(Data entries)
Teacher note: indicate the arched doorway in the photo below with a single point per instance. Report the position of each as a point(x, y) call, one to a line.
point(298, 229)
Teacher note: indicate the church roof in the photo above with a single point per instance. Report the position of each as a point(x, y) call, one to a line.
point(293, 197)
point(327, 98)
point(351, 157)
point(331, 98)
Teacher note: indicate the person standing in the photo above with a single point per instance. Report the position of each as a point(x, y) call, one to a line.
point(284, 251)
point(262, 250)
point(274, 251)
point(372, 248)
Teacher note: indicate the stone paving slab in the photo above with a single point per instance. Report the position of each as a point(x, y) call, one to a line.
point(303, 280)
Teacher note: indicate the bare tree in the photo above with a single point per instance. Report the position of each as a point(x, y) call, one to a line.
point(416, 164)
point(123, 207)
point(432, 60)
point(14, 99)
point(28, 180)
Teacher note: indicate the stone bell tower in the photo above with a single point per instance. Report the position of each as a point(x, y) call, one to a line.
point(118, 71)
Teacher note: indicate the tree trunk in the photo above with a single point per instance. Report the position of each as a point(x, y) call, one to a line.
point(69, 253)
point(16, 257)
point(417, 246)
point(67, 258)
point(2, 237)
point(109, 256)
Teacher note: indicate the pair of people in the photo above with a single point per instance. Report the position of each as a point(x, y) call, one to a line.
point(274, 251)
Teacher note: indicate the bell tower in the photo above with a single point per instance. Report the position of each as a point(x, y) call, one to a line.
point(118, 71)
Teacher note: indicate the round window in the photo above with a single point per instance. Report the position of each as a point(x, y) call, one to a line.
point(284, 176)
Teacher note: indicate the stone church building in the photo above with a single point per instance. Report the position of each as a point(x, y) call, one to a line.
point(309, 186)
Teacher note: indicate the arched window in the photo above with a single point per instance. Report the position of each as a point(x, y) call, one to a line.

Problem to solve: Every record must appear in the answer exactly as it does above.

Your solution:
Teacher note: indicate the arched doorway in the photo below with a single point per instance. Report the position of each as a point(x, y) call, one to a line.
point(298, 229)
Teacher note: indicate the church roof in the photo above with a single point per instance. Report the position of each as a point(x, y) call, one to a line.
point(293, 197)
point(327, 98)
point(351, 157)
point(331, 98)
Teacher note: indicate the person standing in the photo above with a single point per instance. Report the position of each as a point(x, y) call, one to a line.
point(284, 251)
point(262, 250)
point(274, 251)
point(372, 248)
Teacher note: indicate the stone paving slab in the photo above with a single point per instance. Report the position of each as a point(x, y) call, one to a line.
point(303, 280)
Teacher note: indicate the bare tree in the photo above with a single point per instance. Report the position of each as a point(x, y) call, one to a line.
point(416, 164)
point(123, 207)
point(432, 60)
point(14, 99)
point(28, 180)
Teacher note: indicate the stone bell tower in the photo above with a single point per instance. Report the position of each as a point(x, y) call, one to a line.
point(118, 71)
Teacher note: indicate the tree trunk in the photo above with a single point per instance. Report the position of each as a point(x, y) call, one to a line.
point(69, 253)
point(16, 257)
point(417, 246)
point(67, 258)
point(2, 237)
point(109, 256)
Teacher note: indicate the pair of people in the photo above with a single point per instance. Report the position of each as a point(x, y) call, one to a line.
point(274, 251)
Teacher note: indicate the bell tower in the photo above with a single point per instance. Report the position of each as a point(x, y) call, one to a line.
point(118, 71)
Teacher note: indicate the round window in the photo above with a single point per instance. Report the position of each as a point(x, y) call, one to a line.
point(284, 176)
Teacher note: indicate the stone church building in the photo above with a single point per instance. Report the position of each as a point(x, y) call, one to a line.
point(309, 186)
Teacher note: indicate the arched window in the photo above with a single point per instance. Report the position of each as a point(x, y) call, one to a line.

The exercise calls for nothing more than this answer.